> **Extracted data**:

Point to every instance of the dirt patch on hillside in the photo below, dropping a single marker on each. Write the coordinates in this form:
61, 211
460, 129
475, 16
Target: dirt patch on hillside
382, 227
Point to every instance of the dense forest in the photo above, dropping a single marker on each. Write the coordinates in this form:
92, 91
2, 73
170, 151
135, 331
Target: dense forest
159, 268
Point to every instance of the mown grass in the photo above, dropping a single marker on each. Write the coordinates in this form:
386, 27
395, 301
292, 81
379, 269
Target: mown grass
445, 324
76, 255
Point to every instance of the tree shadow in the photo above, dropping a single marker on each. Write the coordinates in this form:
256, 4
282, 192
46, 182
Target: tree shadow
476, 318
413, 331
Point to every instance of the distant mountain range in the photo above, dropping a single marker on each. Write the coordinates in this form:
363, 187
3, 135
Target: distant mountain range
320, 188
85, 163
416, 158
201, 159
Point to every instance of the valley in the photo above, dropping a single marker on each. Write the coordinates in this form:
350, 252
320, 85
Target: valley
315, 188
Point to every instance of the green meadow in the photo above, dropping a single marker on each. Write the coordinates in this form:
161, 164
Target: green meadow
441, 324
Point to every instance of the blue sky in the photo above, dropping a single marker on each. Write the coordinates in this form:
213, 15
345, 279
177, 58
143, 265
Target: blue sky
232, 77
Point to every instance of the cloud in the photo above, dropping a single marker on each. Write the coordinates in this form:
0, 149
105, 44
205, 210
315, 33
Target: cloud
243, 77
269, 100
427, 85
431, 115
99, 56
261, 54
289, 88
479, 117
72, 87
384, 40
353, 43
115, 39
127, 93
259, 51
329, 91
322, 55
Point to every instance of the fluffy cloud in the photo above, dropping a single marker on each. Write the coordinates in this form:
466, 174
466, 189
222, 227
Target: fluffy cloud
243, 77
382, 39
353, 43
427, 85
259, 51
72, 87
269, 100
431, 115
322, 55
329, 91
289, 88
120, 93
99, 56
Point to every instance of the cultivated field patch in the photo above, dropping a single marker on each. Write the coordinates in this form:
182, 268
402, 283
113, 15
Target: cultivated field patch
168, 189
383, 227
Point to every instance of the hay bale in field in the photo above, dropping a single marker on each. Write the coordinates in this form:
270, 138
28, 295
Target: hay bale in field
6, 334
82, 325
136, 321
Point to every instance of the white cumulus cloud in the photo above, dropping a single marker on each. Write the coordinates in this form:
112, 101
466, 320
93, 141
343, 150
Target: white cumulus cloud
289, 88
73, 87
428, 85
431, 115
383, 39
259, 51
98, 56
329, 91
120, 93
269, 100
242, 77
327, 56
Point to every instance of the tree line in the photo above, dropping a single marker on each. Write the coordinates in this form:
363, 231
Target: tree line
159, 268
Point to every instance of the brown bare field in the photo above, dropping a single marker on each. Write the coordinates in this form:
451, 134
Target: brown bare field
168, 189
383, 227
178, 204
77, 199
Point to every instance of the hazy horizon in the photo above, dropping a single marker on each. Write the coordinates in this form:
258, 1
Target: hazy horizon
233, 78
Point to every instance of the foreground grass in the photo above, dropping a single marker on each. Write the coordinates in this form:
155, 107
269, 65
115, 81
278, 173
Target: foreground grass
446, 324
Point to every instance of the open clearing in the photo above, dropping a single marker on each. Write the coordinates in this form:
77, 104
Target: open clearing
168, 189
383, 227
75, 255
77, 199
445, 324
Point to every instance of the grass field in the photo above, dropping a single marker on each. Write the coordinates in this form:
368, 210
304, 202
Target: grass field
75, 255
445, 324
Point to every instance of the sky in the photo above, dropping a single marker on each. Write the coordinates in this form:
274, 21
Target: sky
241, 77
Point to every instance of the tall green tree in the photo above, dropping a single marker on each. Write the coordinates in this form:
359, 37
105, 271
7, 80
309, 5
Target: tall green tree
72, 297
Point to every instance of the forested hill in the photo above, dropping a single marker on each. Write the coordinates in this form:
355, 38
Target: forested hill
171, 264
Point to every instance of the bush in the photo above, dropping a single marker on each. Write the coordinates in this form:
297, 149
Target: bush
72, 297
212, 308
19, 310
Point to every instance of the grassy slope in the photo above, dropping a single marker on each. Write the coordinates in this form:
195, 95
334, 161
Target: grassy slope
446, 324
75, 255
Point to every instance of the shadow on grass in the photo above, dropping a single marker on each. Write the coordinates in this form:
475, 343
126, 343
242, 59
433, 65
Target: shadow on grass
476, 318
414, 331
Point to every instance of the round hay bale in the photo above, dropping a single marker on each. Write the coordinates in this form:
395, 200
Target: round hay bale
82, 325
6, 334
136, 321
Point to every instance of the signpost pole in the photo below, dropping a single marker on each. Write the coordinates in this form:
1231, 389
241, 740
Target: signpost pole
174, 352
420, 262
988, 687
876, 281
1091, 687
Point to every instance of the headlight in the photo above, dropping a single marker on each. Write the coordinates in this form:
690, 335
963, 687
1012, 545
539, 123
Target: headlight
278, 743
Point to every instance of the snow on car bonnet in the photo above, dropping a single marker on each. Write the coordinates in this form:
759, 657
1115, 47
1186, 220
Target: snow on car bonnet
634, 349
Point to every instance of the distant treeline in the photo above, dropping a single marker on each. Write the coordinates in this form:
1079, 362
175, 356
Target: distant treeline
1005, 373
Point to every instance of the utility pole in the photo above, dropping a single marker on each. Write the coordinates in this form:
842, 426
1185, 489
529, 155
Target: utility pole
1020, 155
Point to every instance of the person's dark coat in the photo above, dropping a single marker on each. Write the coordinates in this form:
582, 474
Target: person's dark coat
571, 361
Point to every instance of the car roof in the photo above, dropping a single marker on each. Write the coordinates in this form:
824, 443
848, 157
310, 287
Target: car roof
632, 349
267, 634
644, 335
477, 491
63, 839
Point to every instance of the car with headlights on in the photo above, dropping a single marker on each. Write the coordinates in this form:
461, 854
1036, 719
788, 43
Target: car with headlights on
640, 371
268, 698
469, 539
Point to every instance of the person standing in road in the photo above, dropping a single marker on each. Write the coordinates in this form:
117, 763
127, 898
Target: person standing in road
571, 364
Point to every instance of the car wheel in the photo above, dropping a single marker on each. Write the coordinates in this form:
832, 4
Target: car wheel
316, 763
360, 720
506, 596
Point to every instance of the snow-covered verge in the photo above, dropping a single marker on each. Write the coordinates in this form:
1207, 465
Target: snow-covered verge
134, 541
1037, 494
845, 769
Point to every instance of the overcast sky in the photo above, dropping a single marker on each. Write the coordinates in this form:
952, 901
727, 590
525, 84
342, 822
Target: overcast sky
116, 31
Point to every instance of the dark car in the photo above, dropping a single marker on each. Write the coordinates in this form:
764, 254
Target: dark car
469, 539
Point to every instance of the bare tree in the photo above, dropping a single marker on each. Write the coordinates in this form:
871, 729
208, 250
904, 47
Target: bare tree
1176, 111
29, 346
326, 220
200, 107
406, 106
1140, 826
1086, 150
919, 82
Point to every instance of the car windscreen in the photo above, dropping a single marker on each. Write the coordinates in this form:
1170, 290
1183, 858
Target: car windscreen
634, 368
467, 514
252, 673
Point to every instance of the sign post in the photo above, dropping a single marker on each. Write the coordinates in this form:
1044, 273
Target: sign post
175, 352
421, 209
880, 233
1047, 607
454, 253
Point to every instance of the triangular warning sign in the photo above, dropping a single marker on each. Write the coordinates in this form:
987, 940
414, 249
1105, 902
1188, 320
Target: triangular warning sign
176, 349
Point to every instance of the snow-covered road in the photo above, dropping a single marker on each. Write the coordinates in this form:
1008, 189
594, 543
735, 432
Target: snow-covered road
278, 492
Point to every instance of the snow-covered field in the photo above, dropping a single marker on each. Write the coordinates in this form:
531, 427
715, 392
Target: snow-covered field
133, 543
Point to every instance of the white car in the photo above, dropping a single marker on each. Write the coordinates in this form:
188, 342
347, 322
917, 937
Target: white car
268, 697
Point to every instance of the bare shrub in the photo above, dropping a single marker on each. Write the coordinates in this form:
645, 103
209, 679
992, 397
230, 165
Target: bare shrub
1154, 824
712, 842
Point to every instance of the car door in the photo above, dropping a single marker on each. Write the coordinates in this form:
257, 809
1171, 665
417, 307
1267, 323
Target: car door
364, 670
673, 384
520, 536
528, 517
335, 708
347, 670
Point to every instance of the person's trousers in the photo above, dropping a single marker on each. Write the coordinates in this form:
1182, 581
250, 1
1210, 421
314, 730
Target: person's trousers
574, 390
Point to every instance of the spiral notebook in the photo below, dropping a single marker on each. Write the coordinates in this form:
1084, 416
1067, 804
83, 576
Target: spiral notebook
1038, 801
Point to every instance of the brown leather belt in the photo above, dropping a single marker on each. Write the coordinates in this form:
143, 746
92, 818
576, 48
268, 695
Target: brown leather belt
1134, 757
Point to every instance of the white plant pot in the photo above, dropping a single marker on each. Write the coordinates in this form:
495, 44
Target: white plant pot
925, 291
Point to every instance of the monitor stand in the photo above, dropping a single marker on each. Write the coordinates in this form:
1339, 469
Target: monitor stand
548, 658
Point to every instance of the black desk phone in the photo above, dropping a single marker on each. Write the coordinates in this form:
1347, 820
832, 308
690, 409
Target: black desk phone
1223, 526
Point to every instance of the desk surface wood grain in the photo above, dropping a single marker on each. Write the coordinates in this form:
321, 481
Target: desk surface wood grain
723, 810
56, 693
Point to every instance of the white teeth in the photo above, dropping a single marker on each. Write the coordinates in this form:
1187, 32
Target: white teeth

> **Your instructions**: With both ends included, please retype exactly the lines from the line containing "Point to every instance of the monitor" to the final line of the data.

> **Problem solution**:
Point to every instance of the monitor stand in the photo above, dropping a single marker on each. Write the coordinates in this form:
1339, 469
Target: monitor stand
548, 658
Point to every instance of the black desk phone in the photo above, dropping a single marker on each. Write the coordinates in this form:
1347, 820
832, 308
690, 409
Target: black desk phone
1223, 526
Point to every instance of the desk surface wood grain in the photo above, dropping a single marker on each. Write the coordinates in this form:
321, 481
Target: desk surface wood grain
723, 810
56, 693
Point to every instance of the white teeth in the photo above, dropping a single marker on each. Write the coordinates in this form:
1187, 32
Target: white teeth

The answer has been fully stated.